### What this task involves
Edit the data below so that each "one marker per instance" becomes "one marker for each instance", with nothing else changed. Leave the pictures out of your version.

* START Records to process *

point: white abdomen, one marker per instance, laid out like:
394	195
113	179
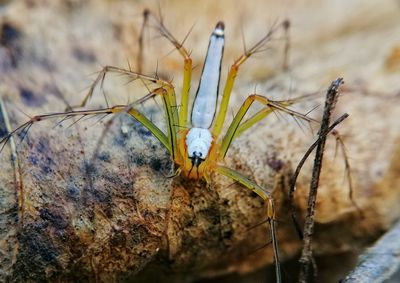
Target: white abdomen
198	142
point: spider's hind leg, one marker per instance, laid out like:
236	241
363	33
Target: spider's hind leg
266	196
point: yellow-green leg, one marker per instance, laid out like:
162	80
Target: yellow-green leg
219	121
270	107
266	196
187	71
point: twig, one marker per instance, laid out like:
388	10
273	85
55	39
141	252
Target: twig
293	179
306	256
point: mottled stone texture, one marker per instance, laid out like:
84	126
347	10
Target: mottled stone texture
91	201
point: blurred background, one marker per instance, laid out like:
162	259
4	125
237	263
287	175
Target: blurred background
50	52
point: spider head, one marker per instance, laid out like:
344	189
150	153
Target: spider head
196	158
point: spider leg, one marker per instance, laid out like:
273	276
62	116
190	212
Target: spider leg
270	106
265	195
219	121
187	71
265	112
131	75
115	109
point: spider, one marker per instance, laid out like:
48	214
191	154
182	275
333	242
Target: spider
198	147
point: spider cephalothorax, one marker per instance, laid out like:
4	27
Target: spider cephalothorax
197	148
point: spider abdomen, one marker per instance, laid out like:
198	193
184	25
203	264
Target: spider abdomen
198	141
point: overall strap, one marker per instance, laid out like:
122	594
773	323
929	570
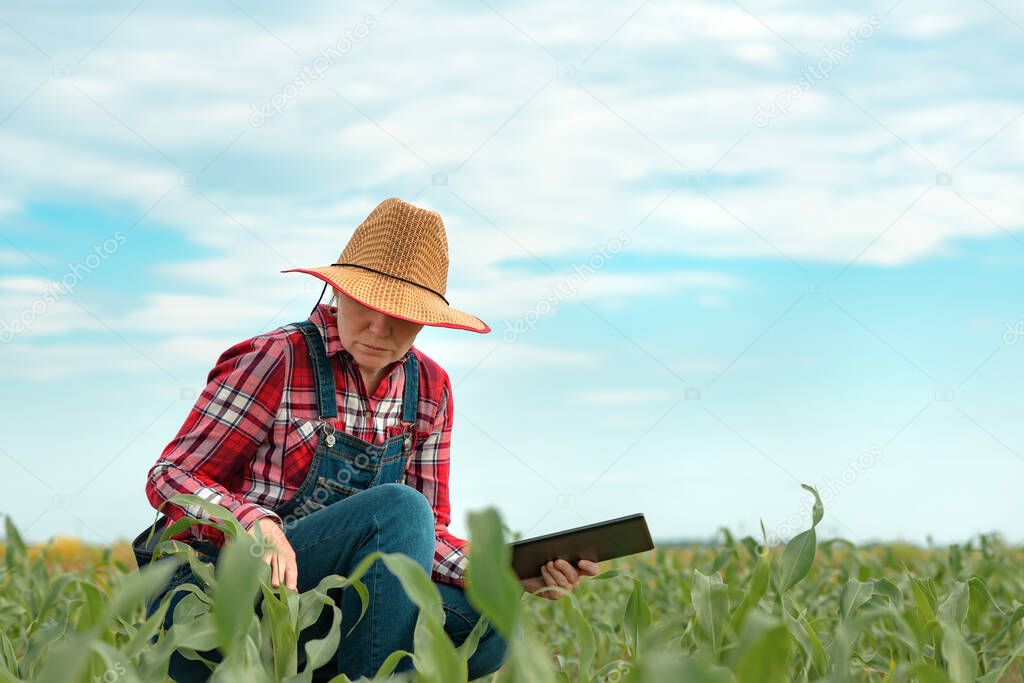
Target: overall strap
327	404
411	397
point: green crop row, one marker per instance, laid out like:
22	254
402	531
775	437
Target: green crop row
733	611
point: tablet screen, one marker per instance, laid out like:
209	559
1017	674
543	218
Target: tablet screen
603	541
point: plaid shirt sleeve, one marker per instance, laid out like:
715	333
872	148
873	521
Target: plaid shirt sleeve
428	472
231	417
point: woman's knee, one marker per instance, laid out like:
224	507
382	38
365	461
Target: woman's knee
402	502
489	655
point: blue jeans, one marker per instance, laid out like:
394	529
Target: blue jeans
390	518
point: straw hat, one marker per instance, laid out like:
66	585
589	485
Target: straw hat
396	262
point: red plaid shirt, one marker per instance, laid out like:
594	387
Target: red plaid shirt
249	440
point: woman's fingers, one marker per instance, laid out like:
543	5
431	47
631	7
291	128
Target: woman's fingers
549	580
568	571
292	573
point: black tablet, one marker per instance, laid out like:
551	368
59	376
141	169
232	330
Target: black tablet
603	541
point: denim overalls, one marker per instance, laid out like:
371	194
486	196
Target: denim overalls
342	464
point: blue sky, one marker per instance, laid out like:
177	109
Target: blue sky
804	278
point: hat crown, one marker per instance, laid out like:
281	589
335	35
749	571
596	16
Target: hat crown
403	241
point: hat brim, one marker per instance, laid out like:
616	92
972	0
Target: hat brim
395	297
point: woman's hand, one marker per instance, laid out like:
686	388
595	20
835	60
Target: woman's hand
281	557
561	573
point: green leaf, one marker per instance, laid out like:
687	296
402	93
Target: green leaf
492	587
855	593
711	602
240	568
797	559
818	510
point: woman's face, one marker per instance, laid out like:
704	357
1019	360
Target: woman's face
361	329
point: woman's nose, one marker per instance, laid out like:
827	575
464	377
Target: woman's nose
380	324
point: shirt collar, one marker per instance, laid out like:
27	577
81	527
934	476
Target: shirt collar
325	317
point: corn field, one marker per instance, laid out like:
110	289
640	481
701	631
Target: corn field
734	610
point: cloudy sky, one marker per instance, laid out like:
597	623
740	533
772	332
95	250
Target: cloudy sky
725	248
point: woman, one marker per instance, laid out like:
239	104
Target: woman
331	435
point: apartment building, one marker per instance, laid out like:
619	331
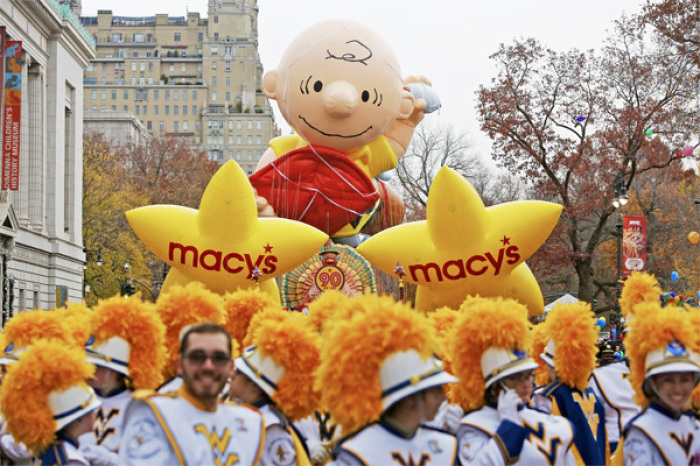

* END Records to process *

### Written solution
point: white abdomen, one marker for each instance, laid out like:
394	195
113	179
Target: white abdomen
198	142
point: spider's hind leg, one marker for each instance, laid out like:
236	241
363	33
Target: spider's hind leg
266	196
point: yellow-green leg, one marker for each instance, laid out like:
162	80
Target: yellow-green leg
219	121
270	107
266	196
187	71
point: twig, one marker for each instance, laid out like:
388	10
273	85
55	39
141	252
Target: twig
293	179
306	256
point: mottled stone texture, one marker for each instance, laid out like:
84	126
347	10
Target: mottled stone texture
91	201
point: blurred background, one marker for each instance, laid out like:
162	259
4	125
237	263
287	175
Target: blurred background
50	52
point: spider head, one marker for each instance, laid out like:
344	189
150	153
Target: spider head
196	158
point: spider leg, one marker for each instance, laid out like:
273	276
62	116
190	212
Target: spider leg
270	106
265	195
219	121
187	71
265	112
131	75
115	109
point: spider, one marker for each instance, laid out like:
48	214
191	154
182	275
333	242
Target: spider
198	147
point: spider cephalothorax, one marker for each instance, laid out like:
4	27
Target: spider cephalothorax
197	148
point: spider abdomen, one marker for each instance, laid out like:
198	193
184	25
203	264
Target: spider abdomen
198	141
point: overall strap, one marker for each instance, laid out like:
122	594
773	323
929	570
Target: overall strap
327	404
411	397
point: green crop row, one marker for each instance, laid out like:
22	254
402	531
775	437
Target: green crop row
733	611
point: tablet screen, one marker for each instance, laid out like:
209	559
1017	674
543	218
Target: tablet screen
603	541
point: plaid shirt sleeve, one marker for each instance, laid out like:
715	333
872	148
873	521
Target: plaid shirt sleeve
428	472
231	417
point: woman's knee, one marker for each instance, laid out like:
224	507
382	38
365	461
Target: woman's knee
402	502
489	655
point: blue jeans, one marker for each instance, laid out like:
394	529
Target: blue jeans
390	518
point: straw hat, one marker for each instance, laid out like:
66	585
589	485
Target: straw hat
396	262
point: red plaid shirt, one marker for each instance, laid out like:
594	387
Target: red plaid shirt
249	440
point: woman's fingers, one marker for each instance, laid out like:
543	5
431	47
631	7
291	128
Target: woman's fingers
549	580
568	571
292	573
point: black tablet, one marker for each instance, laid out like:
551	368
59	376
141	169
232	330
Target: black tablet
603	541
point: denim overalls, one marker for each instance, laid out like:
371	194
486	196
Target: denim overalls
342	464
point: blue sky, one marker for each instance, laid out like:
177	109
Target: blue sky
804	278
point: hat crown, one marker for each instance, laid out like:
281	589
335	35
749	571
596	16
Target: hat crown
403	241
point: hat brim, one marker for each instance, laid out like:
616	92
972	0
Target: hat brim
395	297
point: woman's hand, one marker for each instance, laid out like:
686	388
595	20
835	60
Target: woman's hand
281	557
561	573
point: green leaf, one marker for each instance, laid out like:
687	296
402	93
Target: green leaf
492	587
855	593
711	602
240	568
797	559
818	510
point: woman's face, one marker for each instance, laid out like:
704	357
1019	360
Target: woman's face
361	329
point: woman's nose, one marker for each instance, laid out like:
827	575
464	377
Target: woman's nose
380	324
point: shirt collar, one marker for each instance, laid out like:
27	577
81	527
934	476
Target: shirt collar
325	317
point: corn field, one marker for each instance, laid out like:
110	289
640	481
701	631
Target: corn field
734	610
point: cloudy sky, one marker for each instance, laid out like:
597	623
740	533
772	332
95	250
Target: cloudy sky
725	248
point: woman, one marker for each instance, laid out like:
239	104
Target: woman
331	435
point: apartment building, one marker for each instance, laid out like:
619	331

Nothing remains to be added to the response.